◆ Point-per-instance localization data
__________________________________________________
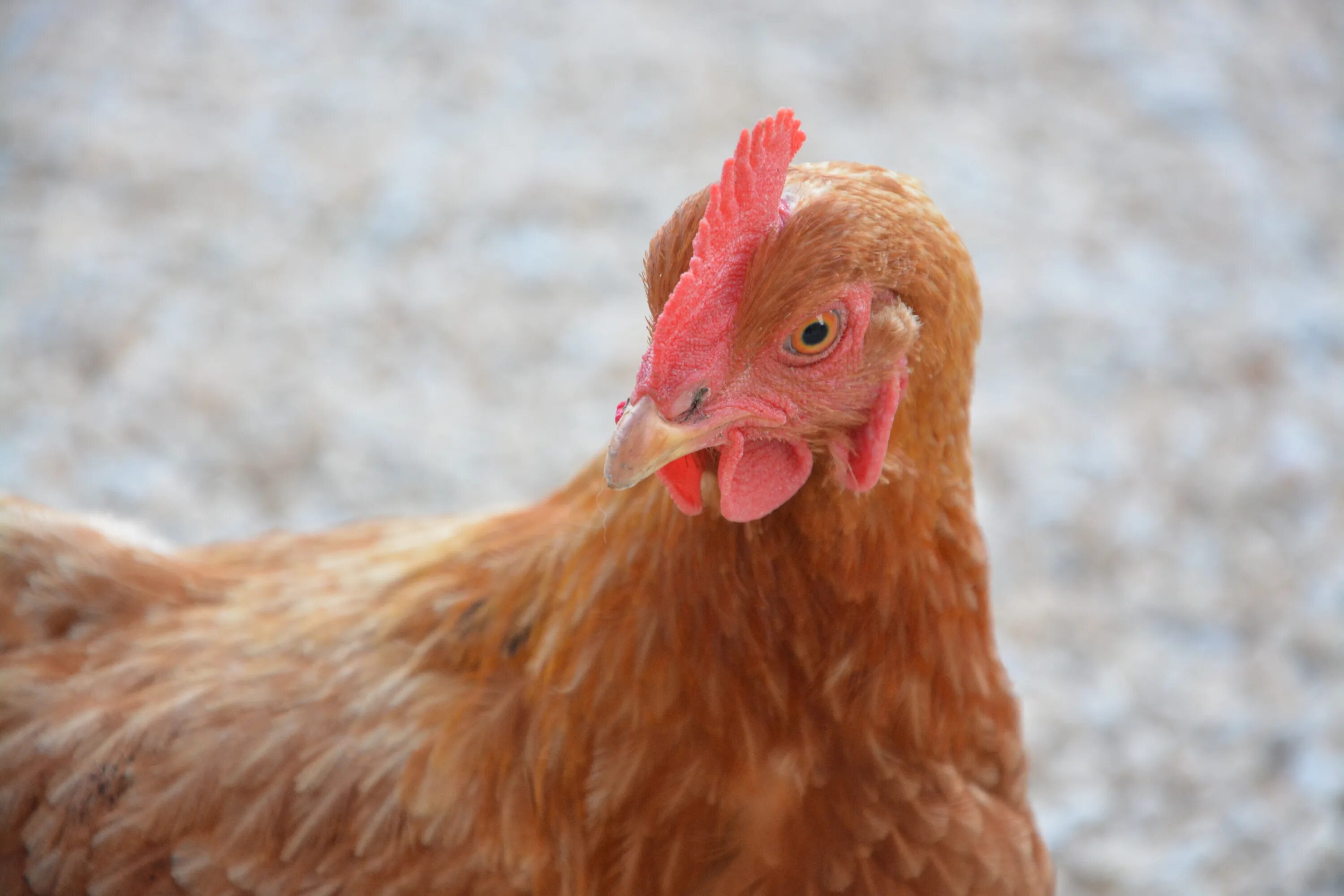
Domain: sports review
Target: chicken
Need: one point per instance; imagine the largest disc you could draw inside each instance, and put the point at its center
(767, 668)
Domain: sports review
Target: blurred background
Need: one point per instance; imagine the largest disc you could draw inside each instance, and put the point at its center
(289, 264)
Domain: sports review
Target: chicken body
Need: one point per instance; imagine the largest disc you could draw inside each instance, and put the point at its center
(594, 695)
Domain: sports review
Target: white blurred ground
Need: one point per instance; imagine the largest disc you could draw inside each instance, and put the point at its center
(289, 264)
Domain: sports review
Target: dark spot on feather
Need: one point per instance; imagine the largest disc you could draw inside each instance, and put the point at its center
(517, 641)
(467, 622)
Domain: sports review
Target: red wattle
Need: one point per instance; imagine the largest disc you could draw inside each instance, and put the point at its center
(682, 478)
(757, 477)
(870, 441)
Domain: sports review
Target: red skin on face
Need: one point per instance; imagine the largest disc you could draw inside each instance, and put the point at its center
(762, 457)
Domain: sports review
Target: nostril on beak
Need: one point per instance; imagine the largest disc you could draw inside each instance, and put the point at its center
(697, 401)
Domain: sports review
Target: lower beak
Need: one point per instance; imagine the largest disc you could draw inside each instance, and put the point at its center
(644, 443)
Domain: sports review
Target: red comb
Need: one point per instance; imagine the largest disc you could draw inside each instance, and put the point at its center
(744, 209)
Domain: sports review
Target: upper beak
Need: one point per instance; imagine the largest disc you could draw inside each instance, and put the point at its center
(644, 441)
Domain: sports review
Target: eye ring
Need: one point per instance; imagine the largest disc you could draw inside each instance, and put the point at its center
(815, 336)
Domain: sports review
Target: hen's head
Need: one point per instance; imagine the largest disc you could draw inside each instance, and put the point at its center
(787, 332)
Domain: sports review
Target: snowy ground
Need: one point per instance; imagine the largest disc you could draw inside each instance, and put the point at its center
(289, 264)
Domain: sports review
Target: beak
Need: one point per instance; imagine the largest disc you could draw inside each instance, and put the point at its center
(646, 443)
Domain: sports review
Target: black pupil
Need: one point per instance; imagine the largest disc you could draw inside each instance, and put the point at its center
(815, 334)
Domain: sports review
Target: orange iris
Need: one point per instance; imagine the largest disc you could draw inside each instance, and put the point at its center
(816, 336)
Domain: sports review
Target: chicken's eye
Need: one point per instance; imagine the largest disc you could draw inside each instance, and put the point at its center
(816, 335)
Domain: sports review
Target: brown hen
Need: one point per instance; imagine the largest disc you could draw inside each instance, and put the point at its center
(772, 673)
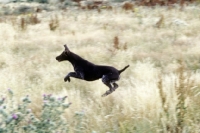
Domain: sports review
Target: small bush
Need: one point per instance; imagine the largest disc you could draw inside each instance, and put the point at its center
(21, 119)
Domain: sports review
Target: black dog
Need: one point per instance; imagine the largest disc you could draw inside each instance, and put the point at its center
(88, 71)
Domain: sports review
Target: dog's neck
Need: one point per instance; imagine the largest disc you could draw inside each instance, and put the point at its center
(74, 59)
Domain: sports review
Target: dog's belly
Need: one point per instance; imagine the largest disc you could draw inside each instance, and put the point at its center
(91, 77)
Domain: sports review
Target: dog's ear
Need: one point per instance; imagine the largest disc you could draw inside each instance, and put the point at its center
(66, 48)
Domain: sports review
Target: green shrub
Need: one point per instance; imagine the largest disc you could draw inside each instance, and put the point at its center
(21, 119)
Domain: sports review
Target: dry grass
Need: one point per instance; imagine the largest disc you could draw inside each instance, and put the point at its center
(158, 93)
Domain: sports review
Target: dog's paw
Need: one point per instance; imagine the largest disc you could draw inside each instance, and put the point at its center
(67, 79)
(107, 93)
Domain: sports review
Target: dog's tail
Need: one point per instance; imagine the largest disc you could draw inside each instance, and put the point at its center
(120, 71)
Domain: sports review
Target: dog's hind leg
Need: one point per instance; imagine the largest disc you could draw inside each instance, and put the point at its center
(107, 80)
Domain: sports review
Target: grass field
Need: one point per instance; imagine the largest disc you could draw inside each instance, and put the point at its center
(159, 92)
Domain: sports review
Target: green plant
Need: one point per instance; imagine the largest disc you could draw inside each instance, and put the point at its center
(21, 119)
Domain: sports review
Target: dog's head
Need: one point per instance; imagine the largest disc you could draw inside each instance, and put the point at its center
(64, 55)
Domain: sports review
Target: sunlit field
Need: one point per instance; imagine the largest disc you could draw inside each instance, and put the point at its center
(158, 93)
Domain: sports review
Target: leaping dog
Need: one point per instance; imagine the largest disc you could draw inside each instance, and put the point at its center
(88, 71)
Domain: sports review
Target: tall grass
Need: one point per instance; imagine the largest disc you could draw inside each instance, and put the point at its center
(158, 93)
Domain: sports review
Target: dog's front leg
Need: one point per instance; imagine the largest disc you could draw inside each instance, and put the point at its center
(74, 75)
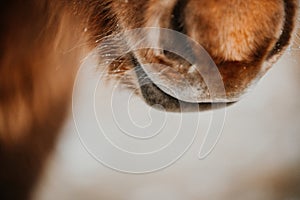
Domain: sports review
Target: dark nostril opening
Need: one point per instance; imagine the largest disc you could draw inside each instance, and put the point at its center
(178, 15)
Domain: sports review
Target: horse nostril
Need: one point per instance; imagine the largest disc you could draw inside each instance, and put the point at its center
(178, 15)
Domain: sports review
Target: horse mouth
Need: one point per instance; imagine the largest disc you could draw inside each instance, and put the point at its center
(157, 98)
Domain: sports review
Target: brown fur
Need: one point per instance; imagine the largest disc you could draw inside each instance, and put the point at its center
(43, 41)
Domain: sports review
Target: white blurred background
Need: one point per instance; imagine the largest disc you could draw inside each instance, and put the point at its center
(257, 156)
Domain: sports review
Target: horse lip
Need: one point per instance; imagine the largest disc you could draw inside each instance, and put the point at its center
(156, 98)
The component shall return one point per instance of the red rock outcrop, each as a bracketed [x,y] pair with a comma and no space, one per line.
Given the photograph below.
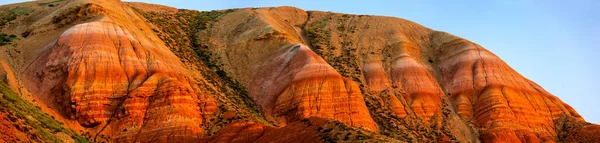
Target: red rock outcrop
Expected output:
[487,91]
[122,83]
[312,76]
[298,84]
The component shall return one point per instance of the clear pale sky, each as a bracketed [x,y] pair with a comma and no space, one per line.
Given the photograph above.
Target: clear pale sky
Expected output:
[552,42]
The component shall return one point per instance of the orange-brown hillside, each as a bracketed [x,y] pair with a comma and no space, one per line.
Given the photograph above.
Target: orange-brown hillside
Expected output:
[111,71]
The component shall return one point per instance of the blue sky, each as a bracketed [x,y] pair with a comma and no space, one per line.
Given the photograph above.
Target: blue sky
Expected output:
[551,42]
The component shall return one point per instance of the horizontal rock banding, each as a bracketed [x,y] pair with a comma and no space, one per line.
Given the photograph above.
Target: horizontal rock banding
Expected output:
[487,91]
[299,84]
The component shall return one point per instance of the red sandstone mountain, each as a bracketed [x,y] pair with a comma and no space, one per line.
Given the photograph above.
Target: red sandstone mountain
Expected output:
[110,71]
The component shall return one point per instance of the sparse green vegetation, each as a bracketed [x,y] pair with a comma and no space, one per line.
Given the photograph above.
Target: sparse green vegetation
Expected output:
[181,33]
[7,39]
[50,4]
[12,14]
[44,126]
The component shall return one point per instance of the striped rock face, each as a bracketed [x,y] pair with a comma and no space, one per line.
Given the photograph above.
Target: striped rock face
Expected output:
[298,84]
[488,92]
[104,76]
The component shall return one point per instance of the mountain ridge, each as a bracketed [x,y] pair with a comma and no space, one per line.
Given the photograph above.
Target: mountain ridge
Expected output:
[135,72]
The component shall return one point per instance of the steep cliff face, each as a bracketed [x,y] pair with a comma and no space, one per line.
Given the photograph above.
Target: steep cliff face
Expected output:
[135,72]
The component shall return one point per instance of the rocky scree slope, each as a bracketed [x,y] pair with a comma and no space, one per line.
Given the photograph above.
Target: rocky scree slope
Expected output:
[133,72]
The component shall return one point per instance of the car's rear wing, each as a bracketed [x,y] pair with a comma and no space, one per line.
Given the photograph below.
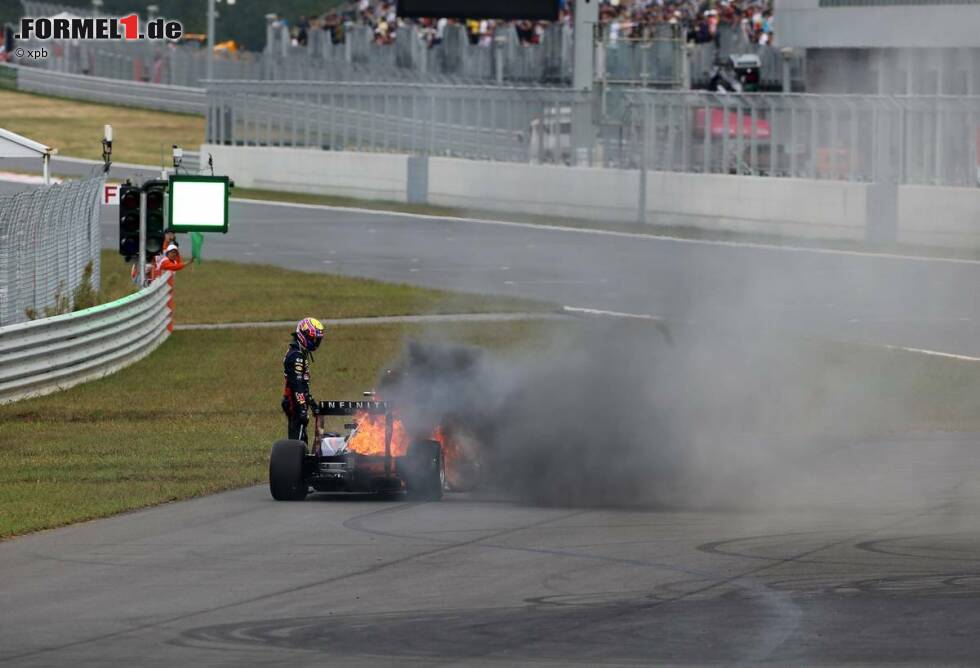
__________________________________________________
◆ WHAT NEEDS TO BE DONE
From the entries above, copy each line holding "orange".

◆ EXPECTED ANSWER
Target: orange iris
The component shall return one point per instance of the orange-brown hillside, each as a bracketed [x,y] pair with a comma and no space, one per line.
Target: orange-brown hillside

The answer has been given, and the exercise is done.